### Page extract
::::::::::

Actually, Uygur passengers usually account for a considerable percentage of the passengers on flights within the Xinjiang Uygur autonomous region, and this flight was no exception. It was different ethnic groups that faced the terrorist threat together.

Professor Rahmutulla at a college in Hotan condemned the hijacking as "endangering the lives of the 92 passengers on that plane" and said it was "detrimental to both Hotan and Xinjiang".

"Hotan is a remote region in Xinjiang and we strongly need development and stability," he told China Daily in a telephone interview. "The separatists are hurting our future. I hope the incident will not have a negative influence on our lives and our region."

It needs the combined efforts of different ethnic groups to combat terrorism. Local security personnel members confirmed that at least four of the six policemen who happened to be traveling on the plane and who helped overpower the hijackers were Uygurs. They saved the passengers' lives because they understood what the hijackers called out when they started their attack.

::::::::::

### Extracted data
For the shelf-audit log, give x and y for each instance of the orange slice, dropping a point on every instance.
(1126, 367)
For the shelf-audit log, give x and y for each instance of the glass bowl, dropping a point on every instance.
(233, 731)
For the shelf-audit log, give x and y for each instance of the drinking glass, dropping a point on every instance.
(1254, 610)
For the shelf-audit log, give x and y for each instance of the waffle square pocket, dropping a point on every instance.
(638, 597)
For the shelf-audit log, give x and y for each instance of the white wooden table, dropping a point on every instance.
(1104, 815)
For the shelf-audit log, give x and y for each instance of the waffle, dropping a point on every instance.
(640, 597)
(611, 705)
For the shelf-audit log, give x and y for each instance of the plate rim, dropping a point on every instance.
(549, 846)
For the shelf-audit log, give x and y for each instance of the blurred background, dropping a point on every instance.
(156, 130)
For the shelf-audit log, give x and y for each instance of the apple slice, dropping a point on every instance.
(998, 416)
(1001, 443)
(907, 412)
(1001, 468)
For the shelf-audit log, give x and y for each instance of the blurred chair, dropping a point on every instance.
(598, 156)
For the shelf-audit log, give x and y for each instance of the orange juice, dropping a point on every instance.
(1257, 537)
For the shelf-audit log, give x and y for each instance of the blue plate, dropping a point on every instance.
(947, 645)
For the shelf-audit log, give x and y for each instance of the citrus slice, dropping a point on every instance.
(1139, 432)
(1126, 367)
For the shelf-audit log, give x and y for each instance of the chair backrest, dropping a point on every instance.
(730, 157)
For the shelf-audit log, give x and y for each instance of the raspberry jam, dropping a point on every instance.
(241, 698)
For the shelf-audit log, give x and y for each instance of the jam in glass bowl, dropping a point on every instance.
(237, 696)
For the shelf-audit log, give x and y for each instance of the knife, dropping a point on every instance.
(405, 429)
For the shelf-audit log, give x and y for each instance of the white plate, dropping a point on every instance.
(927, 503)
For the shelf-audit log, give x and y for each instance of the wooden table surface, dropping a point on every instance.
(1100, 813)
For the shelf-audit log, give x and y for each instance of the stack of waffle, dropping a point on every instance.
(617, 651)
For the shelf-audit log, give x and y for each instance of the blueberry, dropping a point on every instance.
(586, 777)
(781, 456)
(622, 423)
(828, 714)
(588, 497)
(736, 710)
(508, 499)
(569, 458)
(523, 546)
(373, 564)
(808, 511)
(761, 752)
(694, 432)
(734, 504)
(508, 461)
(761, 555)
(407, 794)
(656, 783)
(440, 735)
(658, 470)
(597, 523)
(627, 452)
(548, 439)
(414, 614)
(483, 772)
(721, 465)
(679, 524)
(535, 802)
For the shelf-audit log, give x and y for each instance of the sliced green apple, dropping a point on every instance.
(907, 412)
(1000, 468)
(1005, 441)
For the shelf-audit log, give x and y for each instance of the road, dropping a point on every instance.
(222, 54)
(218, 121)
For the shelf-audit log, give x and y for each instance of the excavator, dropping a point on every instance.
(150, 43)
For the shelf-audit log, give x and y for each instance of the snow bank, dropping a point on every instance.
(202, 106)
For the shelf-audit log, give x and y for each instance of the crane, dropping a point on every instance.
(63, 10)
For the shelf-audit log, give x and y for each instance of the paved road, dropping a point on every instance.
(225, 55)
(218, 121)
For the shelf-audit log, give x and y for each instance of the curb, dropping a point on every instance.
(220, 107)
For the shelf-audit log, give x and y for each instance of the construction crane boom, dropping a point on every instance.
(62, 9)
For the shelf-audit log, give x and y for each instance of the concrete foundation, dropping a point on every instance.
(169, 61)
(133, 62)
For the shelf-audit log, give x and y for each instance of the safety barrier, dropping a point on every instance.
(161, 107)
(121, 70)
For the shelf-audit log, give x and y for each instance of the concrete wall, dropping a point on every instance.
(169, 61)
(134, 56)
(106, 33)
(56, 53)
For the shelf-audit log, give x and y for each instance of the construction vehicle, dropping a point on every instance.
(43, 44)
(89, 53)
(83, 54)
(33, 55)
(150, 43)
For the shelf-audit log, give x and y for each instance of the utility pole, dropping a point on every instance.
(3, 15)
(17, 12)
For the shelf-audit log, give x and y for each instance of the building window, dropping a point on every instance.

::::::::::

### What to do
1. Answer these questions from the hijacking article:
(a) According to Professor Rahmutulla, how many passengers were on the plane?
(b) In what form was Professor Rahmutulla's interview with China Daily conducted?
(c) How many of the six policemen traveling on the plane were confirmed to be Uygurs?
2. From the hijacking article, write out the stretch from "It needs the" through "started their attack.".

### List of solutions
1.
(a) 92 passengers.
(b) A telephone interview.
(c) At least four.

2.
It needs the combined efforts of different ethnic groups to combat terrorism. Local security personnel members confirmed that at least four of the six policemen who happened to be traveling on the plane and who helped overpower the hijackers were Uygurs. They saved the passengers' lives because they understood what the hijackers called out when they started their attack.